- **PROBLEMS TO SOLVE**:
- 1) In the blog posts, what color was the writing on the birthday ice cream cake?
- 2) From the blog posts, print the passage starting at "Yesterday was an" and ending at "all isn't it???".
# EXCERPT PROVIDED start
So I now have a job at Reitman's, Yup I'm a reitman's girl. I really do love their clothes and the atmosphere is ten times better. Yes, I'm really glad they offered me a job. It makes me happy. Plus you get so many bonuses when you really think about it, I can get clothes, 50% off. Yes, that means a whole new summer wardrobe for Jocelyn!! Yay!

I've decided tommorow I'm going to the Library...what I'm getting at the library only God knows because I have no clue, I just know I cannot stay in this house one more day. A girls got to get out, she's got to spread her wings, so if it rains tommorow I will not be happy. Well That's it Have a nice day everyone.

Tuesday, April 19, 2005

STRESS

Ok so I don't really have that much stress, but I figured you'd like to hear about it anyway. I've spent today studying for my final tommorow and I'm still not done. Yeah I know I should of started sooner and it's my own fault, and that I'm taking time from studying to write this but...OH WELL!!

I've also made a descision to try to eat better, stay within my calore range, start running. I have more time now. It should be easier than it was during school...I say should. I don't make any promises, but it's going to be my summer project. Hey I lost 24 pounds before I can do it again.

Advice for anyone who wants to know...Do not tell your mother anything. She will horde it over your head for a century, and when you are trying not to think about things like getting a job, or about romantic relationships she goes and brings them up, when you've finally have put them from your mind so you can STUDY!!! I am not very happy with her. And what's with the fact that I get a job...I real actual job, with shifts and what not and a paycheck...and you know what she wants me to do--get another job. Ok MOM I'll get right on that!!! gggrrrrrr! Atleast give me a little time to study and let my mind relax before bringing stuff up that I don't want to think about!!

Yes so I do have a job now, it's nice to know that people want to hire me. As well I got a call today for another interview, but this would be in retail as well actually to the store directly next to the store I got hired at. Yeah wouldn't that be funny.

All right I'm finished ranting. I've wasted enough of my studying time to put towards this lovely subject. Thanks for "listening".

Thursday, April 14, 2005

My Birthday...was yesterday...

Ok I meant to blog yesterday...but I said I'll do it at the end of the day. Well as you can see I didn't.

Yesterday was an interesting day. It was a normal day at the beginning. People called every now and than to wish me a happy birthday (Thank you everyone)!!

Dad came home and brought an Ice Cream cake with him. It was rimmed in pink with a huge pink flower in the middle and It said Happy Birthday Jocelyn! in PURPLE!!! Yes in purple. Exciting huh??

Well anyways I was going about studying (I was actually studying this time). When I got a phone call from Ryan (who is in Newfoundland) wishing me a happy birthday. Wasn't that nice. We talked and I went to bed when we hung up.

That's it...That's how I spent my birthday. Thanks again to everyone who called and sent e-mails or messenged me. I really appreciate your love and affection.

Now I'm going to go eat some Ice Cream cake...It's mine after all isn't it???

Tuesday, April 12, 2005

Tommorow...Tommorow...I'll love ya...Tommorow

It's only a day away.
# EXCERPT PROVIDED end
# DATA LINES start
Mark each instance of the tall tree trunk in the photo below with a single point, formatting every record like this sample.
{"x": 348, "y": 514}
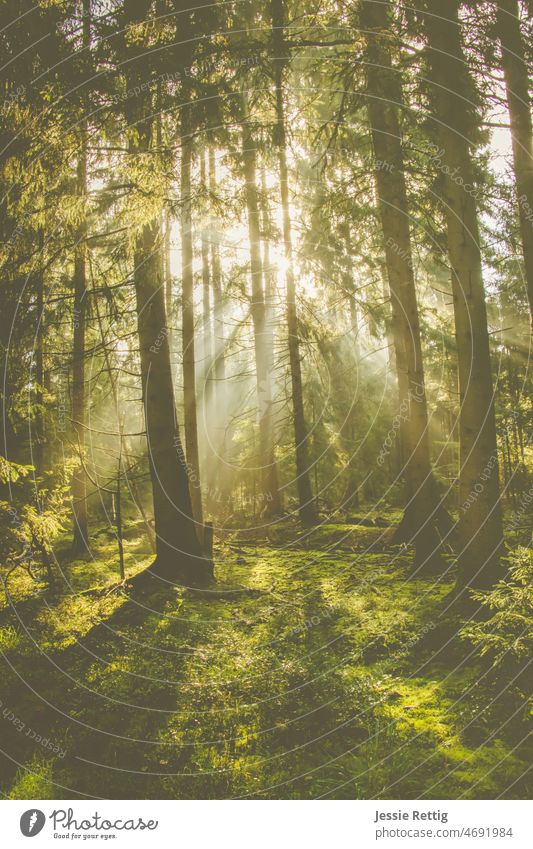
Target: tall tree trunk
{"x": 205, "y": 381}
{"x": 307, "y": 507}
{"x": 219, "y": 341}
{"x": 80, "y": 541}
{"x": 187, "y": 294}
{"x": 39, "y": 439}
{"x": 269, "y": 281}
{"x": 267, "y": 460}
{"x": 169, "y": 299}
{"x": 480, "y": 524}
{"x": 517, "y": 87}
{"x": 178, "y": 552}
{"x": 422, "y": 513}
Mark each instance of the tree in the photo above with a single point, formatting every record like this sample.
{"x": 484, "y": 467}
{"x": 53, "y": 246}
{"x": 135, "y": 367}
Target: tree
{"x": 306, "y": 504}
{"x": 423, "y": 510}
{"x": 517, "y": 89}
{"x": 178, "y": 551}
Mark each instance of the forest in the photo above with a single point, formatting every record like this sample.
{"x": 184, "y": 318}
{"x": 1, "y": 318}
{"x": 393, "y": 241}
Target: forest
{"x": 266, "y": 472}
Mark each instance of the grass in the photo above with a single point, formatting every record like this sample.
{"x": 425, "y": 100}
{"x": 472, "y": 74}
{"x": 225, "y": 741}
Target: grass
{"x": 316, "y": 670}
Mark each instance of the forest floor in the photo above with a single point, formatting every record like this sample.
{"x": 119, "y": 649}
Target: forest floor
{"x": 314, "y": 669}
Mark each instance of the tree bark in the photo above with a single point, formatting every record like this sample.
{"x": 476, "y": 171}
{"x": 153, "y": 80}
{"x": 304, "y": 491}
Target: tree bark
{"x": 423, "y": 509}
{"x": 267, "y": 460}
{"x": 480, "y": 524}
{"x": 178, "y": 552}
{"x": 80, "y": 541}
{"x": 306, "y": 503}
{"x": 188, "y": 335}
{"x": 517, "y": 88}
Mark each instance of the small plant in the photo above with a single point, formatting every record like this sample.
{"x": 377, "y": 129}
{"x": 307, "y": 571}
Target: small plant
{"x": 506, "y": 636}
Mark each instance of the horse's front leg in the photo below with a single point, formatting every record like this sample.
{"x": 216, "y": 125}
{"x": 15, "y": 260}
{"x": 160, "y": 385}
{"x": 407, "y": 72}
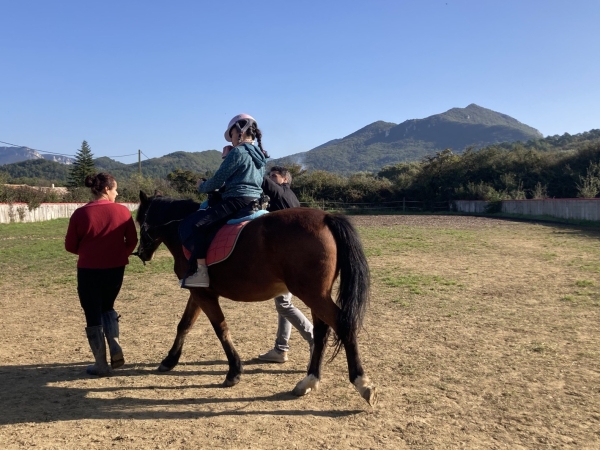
# DATA LINES end
- **TASK ANSWERS**:
- 1) Purple.

- 2)
Yesterday was an interesting day. It was a normal day at the beginning. People called every now and than to wish me a happy birthday (Thank you everyone)!!

Dad came home and brought an Ice Cream cake with him. It was rimmed in pink with a huge pink flower in the middle and It said Happy Birthday Jocelyn! in PURPLE!!! Yes in purple. Exciting huh??

Well anyways I was going about studying (I was actually studying this time). When I got a phone call from Ryan (who is in Newfoundland) wishing me a happy birthday. Wasn't that nice. We talked and I went to bed when we hung up.

That's it...That's how I spent my birthday. Thanks again to everyone who called and sent e-mails or messenged me. I really appreciate your love and affection.

Now I'm going to go eat some Ice Cream cake...It's mine after all isn't it???